MATERIAL FOR THIS EXERCISE
>> begin

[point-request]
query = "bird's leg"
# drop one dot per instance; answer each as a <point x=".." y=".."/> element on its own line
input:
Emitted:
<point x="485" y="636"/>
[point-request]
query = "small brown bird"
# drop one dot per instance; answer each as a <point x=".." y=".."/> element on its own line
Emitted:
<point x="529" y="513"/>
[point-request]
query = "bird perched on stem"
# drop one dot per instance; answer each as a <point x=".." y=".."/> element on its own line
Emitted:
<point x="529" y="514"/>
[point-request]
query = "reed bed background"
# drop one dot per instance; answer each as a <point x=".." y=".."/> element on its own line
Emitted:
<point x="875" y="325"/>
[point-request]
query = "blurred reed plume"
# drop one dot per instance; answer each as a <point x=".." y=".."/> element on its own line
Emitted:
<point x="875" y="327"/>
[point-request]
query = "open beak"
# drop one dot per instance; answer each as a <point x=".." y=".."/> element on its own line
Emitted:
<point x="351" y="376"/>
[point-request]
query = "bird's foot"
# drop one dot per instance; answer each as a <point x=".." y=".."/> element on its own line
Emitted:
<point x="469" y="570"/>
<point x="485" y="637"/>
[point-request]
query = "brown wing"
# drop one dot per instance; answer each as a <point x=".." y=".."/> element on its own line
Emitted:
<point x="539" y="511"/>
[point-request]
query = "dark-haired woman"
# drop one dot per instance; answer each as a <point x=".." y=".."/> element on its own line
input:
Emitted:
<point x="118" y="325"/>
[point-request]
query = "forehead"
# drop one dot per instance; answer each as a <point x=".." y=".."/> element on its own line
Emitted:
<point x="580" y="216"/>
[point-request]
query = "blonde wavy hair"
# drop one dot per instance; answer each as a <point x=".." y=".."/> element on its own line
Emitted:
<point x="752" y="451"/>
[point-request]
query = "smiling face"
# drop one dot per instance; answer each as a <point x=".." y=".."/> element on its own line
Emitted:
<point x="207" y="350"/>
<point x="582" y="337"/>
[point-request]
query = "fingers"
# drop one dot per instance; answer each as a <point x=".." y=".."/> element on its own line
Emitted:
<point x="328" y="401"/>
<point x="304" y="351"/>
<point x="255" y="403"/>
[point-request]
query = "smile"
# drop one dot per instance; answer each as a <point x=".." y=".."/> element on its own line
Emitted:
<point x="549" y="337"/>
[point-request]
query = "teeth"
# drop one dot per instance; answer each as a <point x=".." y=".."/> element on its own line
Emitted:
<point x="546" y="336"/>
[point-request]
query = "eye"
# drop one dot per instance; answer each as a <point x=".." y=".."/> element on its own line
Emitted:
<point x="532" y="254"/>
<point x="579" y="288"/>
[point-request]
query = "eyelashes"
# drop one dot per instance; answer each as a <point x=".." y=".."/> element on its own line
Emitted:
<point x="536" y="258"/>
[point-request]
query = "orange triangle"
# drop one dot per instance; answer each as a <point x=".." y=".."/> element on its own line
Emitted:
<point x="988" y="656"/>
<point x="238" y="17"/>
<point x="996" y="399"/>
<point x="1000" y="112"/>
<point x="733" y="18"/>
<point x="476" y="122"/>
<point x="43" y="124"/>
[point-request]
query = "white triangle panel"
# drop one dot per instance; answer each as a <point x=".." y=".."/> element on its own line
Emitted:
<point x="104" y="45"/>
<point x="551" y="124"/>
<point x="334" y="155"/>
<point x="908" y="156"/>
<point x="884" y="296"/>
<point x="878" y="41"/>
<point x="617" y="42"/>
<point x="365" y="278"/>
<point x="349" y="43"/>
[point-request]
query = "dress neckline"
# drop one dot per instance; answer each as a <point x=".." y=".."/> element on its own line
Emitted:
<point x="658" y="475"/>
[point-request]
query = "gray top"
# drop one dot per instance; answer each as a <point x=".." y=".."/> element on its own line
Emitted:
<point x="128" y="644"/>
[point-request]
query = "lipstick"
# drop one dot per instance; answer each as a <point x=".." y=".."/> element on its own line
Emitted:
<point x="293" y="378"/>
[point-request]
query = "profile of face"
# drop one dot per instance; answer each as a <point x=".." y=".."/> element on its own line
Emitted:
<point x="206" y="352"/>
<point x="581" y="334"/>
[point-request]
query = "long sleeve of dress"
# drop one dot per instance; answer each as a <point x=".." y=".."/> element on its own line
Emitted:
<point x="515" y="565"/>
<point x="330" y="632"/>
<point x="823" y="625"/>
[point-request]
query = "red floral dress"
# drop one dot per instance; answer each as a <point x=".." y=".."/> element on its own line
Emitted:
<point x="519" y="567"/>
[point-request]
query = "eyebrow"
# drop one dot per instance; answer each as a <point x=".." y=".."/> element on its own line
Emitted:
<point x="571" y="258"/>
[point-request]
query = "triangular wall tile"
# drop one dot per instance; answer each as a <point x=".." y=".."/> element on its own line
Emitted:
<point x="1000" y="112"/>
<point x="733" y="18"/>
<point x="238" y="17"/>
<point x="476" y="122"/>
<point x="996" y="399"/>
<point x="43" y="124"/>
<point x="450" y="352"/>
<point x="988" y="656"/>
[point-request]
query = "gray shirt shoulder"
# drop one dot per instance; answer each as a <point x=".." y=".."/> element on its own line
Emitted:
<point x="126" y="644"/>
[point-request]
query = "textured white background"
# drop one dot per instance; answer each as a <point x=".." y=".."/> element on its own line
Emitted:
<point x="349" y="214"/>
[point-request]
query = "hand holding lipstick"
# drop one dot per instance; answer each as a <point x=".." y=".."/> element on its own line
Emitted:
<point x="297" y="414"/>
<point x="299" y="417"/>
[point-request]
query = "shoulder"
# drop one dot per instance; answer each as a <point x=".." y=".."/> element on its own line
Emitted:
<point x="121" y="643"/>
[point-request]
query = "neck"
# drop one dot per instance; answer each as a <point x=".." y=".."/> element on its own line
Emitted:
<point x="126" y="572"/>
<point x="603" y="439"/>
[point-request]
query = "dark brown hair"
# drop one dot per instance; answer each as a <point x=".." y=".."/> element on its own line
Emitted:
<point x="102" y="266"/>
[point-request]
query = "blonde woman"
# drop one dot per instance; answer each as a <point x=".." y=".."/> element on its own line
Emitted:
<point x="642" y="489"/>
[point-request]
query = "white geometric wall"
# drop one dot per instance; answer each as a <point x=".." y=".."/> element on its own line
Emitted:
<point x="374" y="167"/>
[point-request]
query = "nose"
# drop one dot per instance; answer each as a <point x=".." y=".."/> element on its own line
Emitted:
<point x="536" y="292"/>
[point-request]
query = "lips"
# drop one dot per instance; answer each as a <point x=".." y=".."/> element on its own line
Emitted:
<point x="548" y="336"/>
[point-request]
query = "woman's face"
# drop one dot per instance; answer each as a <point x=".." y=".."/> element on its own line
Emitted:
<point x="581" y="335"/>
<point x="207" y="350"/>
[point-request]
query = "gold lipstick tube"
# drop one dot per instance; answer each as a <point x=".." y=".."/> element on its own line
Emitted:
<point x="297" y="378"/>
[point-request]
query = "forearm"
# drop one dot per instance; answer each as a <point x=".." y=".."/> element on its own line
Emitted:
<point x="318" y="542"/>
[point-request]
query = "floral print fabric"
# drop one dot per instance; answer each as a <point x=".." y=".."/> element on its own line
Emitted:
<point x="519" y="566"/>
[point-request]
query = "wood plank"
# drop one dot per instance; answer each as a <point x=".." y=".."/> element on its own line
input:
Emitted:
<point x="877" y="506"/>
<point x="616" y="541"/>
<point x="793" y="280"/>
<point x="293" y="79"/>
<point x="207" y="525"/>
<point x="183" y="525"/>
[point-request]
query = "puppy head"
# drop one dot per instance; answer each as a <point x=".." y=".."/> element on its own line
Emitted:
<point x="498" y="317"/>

>> end

WHAT TO PRODUCE
Each record above should be returned exactly as it appears.

THE RESULT
[point-request]
query = "bird's leg"
# drop one dot per instance; answer each as a <point x=".." y=".."/> element on its own line
input:
Emitted:
<point x="485" y="636"/>
[point-request]
query = "small brown bird"
# drop one dot per instance; answer each as a <point x=".." y=".."/> element on its own line
Emitted:
<point x="529" y="513"/>
[point-request]
query = "bird perched on stem"
# drop one dot per instance; answer each as a <point x=".." y=".."/> element on its own line
Emitted:
<point x="529" y="514"/>
[point-request]
query = "reed bed background"
# drop one dot per instance; answer each as a <point x=".." y=".."/> element on its own line
Emitted:
<point x="875" y="325"/>
[point-request]
query = "blurred reed plume"
# drop one dot per instance; answer each as a <point x=".." y=".."/> element on its own line
Emitted:
<point x="875" y="327"/>
[point-request]
query = "open beak"
# drop one dot per instance; answer each as a <point x=".." y=".."/> element on its own line
Emitted:
<point x="351" y="376"/>
[point-request]
query = "bird's foot"
# drop one dot per instance; answer each as a <point x=".." y=".."/> element on its own line
Emitted:
<point x="469" y="570"/>
<point x="485" y="637"/>
[point-request]
query = "brown wing"
# drop one dot per instance; answer each as a <point x=".." y=".."/> element on its own line
Emitted:
<point x="539" y="511"/>
[point-request]
query = "dark-haired woman"
# drop one dot per instance; answer each as a <point x=".." y=".."/> element on its own line
input:
Emitted:
<point x="118" y="325"/>
[point-request]
query = "forehead"
# drop one dot per instance; answer each as a <point x=".." y=".."/> element on its own line
Emitted:
<point x="580" y="216"/>
[point-request]
query = "blonde wavy hair"
# drop one dot per instance; answer each as a <point x=".." y=".."/> element on its own line
Emitted:
<point x="752" y="451"/>
[point-request]
query = "smiling face"
# drop one dot per instance; answer each as a <point x=".." y=".."/> element on its own line
Emitted:
<point x="207" y="350"/>
<point x="582" y="337"/>
[point-request]
query = "fingers"
# drop one dot per instance; answer each as a <point x=".." y=".."/> element on its own line
Emitted:
<point x="328" y="401"/>
<point x="304" y="351"/>
<point x="255" y="403"/>
[point-request]
query = "smile"
# drop one dot per instance; answer each as a <point x=".." y=".."/> element on its own line
Emitted:
<point x="549" y="337"/>
[point-request]
query = "teeth"
# drop one dot per instance; answer each as a <point x=".." y=".."/> element on its own line
Emitted:
<point x="546" y="336"/>
[point-request]
query = "eye"
# drop one dot per instance; answer each as a <point x=".." y=".."/> element on its own line
Emitted:
<point x="532" y="254"/>
<point x="579" y="288"/>
[point-request]
query = "eyelashes"
# drop one dot per instance; answer each as a <point x=".." y=".."/> element on its own line
Emitted:
<point x="536" y="258"/>
[point-request]
query = "orange triangle"
# drop one dot per instance; answer each as a <point x=".." y=".."/> element on its own line
Emitted:
<point x="988" y="656"/>
<point x="238" y="17"/>
<point x="996" y="399"/>
<point x="1000" y="112"/>
<point x="733" y="18"/>
<point x="476" y="122"/>
<point x="43" y="124"/>
[point-request]
query = "white triangle panel"
# drop one dot per instance; answer each as a <point x=".." y=".."/> element on its own line
Emitted:
<point x="104" y="45"/>
<point x="551" y="124"/>
<point x="334" y="155"/>
<point x="908" y="156"/>
<point x="884" y="296"/>
<point x="878" y="41"/>
<point x="617" y="42"/>
<point x="365" y="278"/>
<point x="349" y="43"/>
[point-request]
query = "dress neckline"
# drop one dot per instance; answer each as a <point x=".." y=".."/> element on its own line
Emitted:
<point x="658" y="475"/>
[point-request]
query = "gray top"
# drop one dot per instance; answer each as a <point x=".." y=".."/> element on its own line
Emitted:
<point x="128" y="644"/>
[point-request]
query = "lipstick"
# drop one dot per instance; answer each as a <point x=".." y=".."/> element on its own line
Emitted:
<point x="293" y="378"/>
[point-request]
query = "profile of face"
# drop one dot per instance; answer each as a <point x=".." y=".."/> element on its own line
Emitted:
<point x="206" y="352"/>
<point x="581" y="334"/>
[point-request]
query = "long sleeve of dress"
# drop one dot per instance; answer each as a <point x=".." y=".."/> element on its own line
Emitted:
<point x="515" y="565"/>
<point x="330" y="632"/>
<point x="823" y="625"/>
[point-request]
query = "red floral dress"
# drop one dot per instance; answer each as a <point x=".." y=".."/> element on its own line
Emitted:
<point x="519" y="567"/>
[point-request]
query = "eyebrow"
# drop one dot per instance; answer each as a <point x=".." y=".."/> element on its own line
Emitted:
<point x="571" y="258"/>
[point-request]
query = "triangular wall tile"
# drop one dot per instance; answer each as a <point x=".." y=".."/> element on its own line
Emitted:
<point x="1000" y="112"/>
<point x="733" y="18"/>
<point x="238" y="17"/>
<point x="476" y="122"/>
<point x="996" y="399"/>
<point x="43" y="124"/>
<point x="450" y="352"/>
<point x="988" y="656"/>
[point-request]
query = "gray shirt shoulder"
# drop one dot per instance; answer each as a <point x=".." y=".."/> element on its own line
Emitted:
<point x="126" y="644"/>
[point-request]
query = "textured white background"
# drop one dot per instance; answer each as a <point x=".." y=".."/> element on its own line
Emitted:
<point x="349" y="214"/>
[point-request]
query = "hand holding lipstick"
# drop one dot per instance; answer each as a <point x=".." y=".."/> element on its own line
Emitted:
<point x="297" y="414"/>
<point x="299" y="417"/>
[point-request]
query = "shoulder"
# drop one dot per instance; answer each as a <point x=".." y=".."/> element on its own line
Emitted:
<point x="121" y="643"/>
[point-request]
query = "neck"
# drop one dot per instance; answer each as a <point x=".." y=".."/> element on its own line
Emitted:
<point x="126" y="572"/>
<point x="603" y="439"/>
[point-request]
query = "dark brown hair"
# drop one dot per instance; answer each as a <point x=".." y=".."/> element on its own line
Emitted:
<point x="102" y="266"/>
[point-request]
query = "blonde woman"
# drop one dot per instance; answer each as a <point x=".." y=".."/> element on its own line
Emitted:
<point x="642" y="489"/>
[point-request]
query = "white geometric wall"
# drop one dot per instance; answer each as a <point x=".." y=".."/> element on its own line
Emitted:
<point x="374" y="167"/>
[point-request]
query = "nose"
# drop one dot per instance; answer each as a <point x=".." y=".."/> element on its own line
Emitted:
<point x="536" y="292"/>
[point-request]
query = "lips"
# drop one dot per instance; answer each as a <point x=".." y=".."/> element on its own line
Emitted:
<point x="548" y="336"/>
[point-request]
query = "woman's face"
# drop one dot per instance; answer each as a <point x=".." y=".."/> element on its own line
Emitted:
<point x="581" y="335"/>
<point x="207" y="350"/>
[point-request]
query = "gold lipstick tube"
# drop one dot per instance; answer each as a <point x=".." y=".."/> element on its own line
Emitted:
<point x="297" y="378"/>
[point-request]
query = "forearm"
# drop one dot per instance; answer each as a <point x=".." y=".."/> element on its own line
Emitted:
<point x="318" y="542"/>
[point-request]
query = "floral print fabric"
# drop one dot per instance; answer each as a <point x=".." y=".."/> element on its own line
Emitted:
<point x="519" y="566"/>
[point-request]
query = "wood plank"
# drop one dot per instance; answer each as a <point x=".." y=".."/> element on its own line
input:
Emitted:
<point x="877" y="506"/>
<point x="616" y="541"/>
<point x="793" y="280"/>
<point x="293" y="79"/>
<point x="207" y="525"/>
<point x="183" y="525"/>
[point-request]
query = "puppy head"
# drop one dot per instance; answer each as a <point x=".." y=".."/> element on its own line
Emitted:
<point x="498" y="317"/>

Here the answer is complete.